TEXT TO READ
Open valadez-abel opened 4 months ago
@valadez-abel can you be a bit more precise about where exactly the bug in the line you linked is? Also, can you share what RE implementation you're using? From looking at your logs, it looks to me like the script that buck is writing out is getting materialized as a symlink into a cas directory on the RE side, but I'm not sure I'm understanding correctly yet
The linked line ends up resolving: __SRC=C:\worker\work\3\0\exec\buck-out\v2\gen\prelude\749e8add6e5f1364\python_bootstrap\tools\__win_python_wrapper__\win_python_wrapper.bat
into:
__SRC=\\?\C:\worker\cas\77\7786b38fdc6164bc83a39fa48e33d783a9560d386c7a765d5e09f777ff3d9c71
Which on it's own is fine, but then:
C:\worker\work\3\0\exec>for %a in ("\\?\C:\worker\cas\77\7786b38fdc6164bc83a39fa48e33d783a9560d386c7a765d5e09f777ff3d9c71") do set "__SCRIPT_DIR=%~dpa"
attempts to get the parent directory of the resolved location:
C:\worker\work\3\0\exec>set "__SCRIPT_DIR=\\?\C:\worker\cas\77\"
which ends up not being correct to find siblings of the original file.
The bug in this case ends up being the assumption that you can follow the links in the re-side to an underlying tree that matches the structure. The directory itself will contain symlinks to the cas for the files that are there, but resolving any said links to the underlying location and then attempt traversals will fail.
We're using EngFlow's RE implementation. @TheGrizzlyDev can provide more details on how exactly the local file-system and underlying cache are setup.
Note that symbolic links have only been a problem on the windows side.

TASK INSTRUCTIONS
Translate this sentence from the thread above about the Windows script directory issue into Spanish: "We're using EngFlow's RE implementation."

[Location labeling records]
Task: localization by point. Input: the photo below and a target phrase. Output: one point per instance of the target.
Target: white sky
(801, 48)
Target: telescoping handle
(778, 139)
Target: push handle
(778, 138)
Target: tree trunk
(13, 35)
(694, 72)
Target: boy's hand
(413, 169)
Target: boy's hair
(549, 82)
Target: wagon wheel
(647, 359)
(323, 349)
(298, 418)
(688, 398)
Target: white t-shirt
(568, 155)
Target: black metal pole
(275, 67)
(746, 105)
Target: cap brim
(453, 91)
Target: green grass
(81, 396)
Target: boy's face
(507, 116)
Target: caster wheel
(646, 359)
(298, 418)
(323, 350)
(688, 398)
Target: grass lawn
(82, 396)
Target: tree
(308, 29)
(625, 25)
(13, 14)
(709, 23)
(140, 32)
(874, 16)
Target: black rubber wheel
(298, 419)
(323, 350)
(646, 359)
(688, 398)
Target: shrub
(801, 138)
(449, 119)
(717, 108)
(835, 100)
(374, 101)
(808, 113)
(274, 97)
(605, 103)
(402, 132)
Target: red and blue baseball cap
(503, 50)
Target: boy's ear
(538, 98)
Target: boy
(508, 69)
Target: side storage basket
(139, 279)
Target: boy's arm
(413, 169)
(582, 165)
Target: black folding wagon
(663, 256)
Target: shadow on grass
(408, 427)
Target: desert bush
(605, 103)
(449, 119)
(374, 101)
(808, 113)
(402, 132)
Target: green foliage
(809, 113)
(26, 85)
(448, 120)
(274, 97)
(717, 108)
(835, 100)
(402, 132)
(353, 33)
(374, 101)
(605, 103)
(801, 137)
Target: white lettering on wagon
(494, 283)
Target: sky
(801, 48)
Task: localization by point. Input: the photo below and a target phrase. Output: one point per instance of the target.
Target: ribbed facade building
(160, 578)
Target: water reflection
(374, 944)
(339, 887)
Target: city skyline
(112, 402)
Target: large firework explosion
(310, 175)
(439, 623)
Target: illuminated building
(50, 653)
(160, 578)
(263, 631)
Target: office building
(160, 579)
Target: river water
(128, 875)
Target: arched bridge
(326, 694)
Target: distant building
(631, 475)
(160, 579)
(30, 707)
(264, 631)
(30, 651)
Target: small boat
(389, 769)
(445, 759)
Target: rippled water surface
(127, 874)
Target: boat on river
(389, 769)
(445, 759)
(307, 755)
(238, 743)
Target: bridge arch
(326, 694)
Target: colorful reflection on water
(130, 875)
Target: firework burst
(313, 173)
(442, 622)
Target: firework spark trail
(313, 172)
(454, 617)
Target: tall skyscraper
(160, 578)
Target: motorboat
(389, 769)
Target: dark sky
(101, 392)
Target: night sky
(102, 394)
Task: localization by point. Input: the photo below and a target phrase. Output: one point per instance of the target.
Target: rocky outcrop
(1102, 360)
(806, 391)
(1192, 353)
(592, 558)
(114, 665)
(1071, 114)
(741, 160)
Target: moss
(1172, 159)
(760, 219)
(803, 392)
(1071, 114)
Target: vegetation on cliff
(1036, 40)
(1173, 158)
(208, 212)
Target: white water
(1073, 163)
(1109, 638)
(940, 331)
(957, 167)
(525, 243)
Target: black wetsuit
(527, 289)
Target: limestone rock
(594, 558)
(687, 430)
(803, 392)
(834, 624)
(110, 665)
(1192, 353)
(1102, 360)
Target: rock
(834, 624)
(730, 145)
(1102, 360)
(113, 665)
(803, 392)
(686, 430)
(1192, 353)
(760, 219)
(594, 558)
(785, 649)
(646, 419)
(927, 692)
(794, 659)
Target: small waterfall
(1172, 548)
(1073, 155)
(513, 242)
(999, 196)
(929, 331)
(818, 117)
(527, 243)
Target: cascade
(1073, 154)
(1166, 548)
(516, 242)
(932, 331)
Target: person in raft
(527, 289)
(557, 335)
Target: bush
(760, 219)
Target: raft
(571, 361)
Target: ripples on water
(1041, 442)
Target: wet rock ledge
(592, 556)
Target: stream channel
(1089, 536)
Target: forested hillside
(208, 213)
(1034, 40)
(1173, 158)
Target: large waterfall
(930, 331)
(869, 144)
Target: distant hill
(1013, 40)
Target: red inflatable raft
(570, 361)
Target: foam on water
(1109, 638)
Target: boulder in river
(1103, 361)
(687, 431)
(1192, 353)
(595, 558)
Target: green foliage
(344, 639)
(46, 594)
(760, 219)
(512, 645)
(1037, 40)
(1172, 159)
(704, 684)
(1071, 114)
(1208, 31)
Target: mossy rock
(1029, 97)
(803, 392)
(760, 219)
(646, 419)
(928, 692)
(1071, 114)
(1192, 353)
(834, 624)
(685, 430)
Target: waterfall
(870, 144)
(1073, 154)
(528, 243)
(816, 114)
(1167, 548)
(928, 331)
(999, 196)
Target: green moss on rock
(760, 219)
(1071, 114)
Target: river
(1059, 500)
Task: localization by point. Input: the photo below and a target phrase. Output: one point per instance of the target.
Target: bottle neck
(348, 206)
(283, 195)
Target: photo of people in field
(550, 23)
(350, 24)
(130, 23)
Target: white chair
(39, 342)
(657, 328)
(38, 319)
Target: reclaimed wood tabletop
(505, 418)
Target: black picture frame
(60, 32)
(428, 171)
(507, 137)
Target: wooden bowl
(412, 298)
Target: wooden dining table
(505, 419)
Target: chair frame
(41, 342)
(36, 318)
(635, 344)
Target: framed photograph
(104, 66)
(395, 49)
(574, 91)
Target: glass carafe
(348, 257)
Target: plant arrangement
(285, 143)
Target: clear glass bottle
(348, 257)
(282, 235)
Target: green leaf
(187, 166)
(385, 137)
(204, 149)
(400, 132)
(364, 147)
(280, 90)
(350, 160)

SOLVED EXERCISE
Estamos usando la implementación de RE de EngFlow.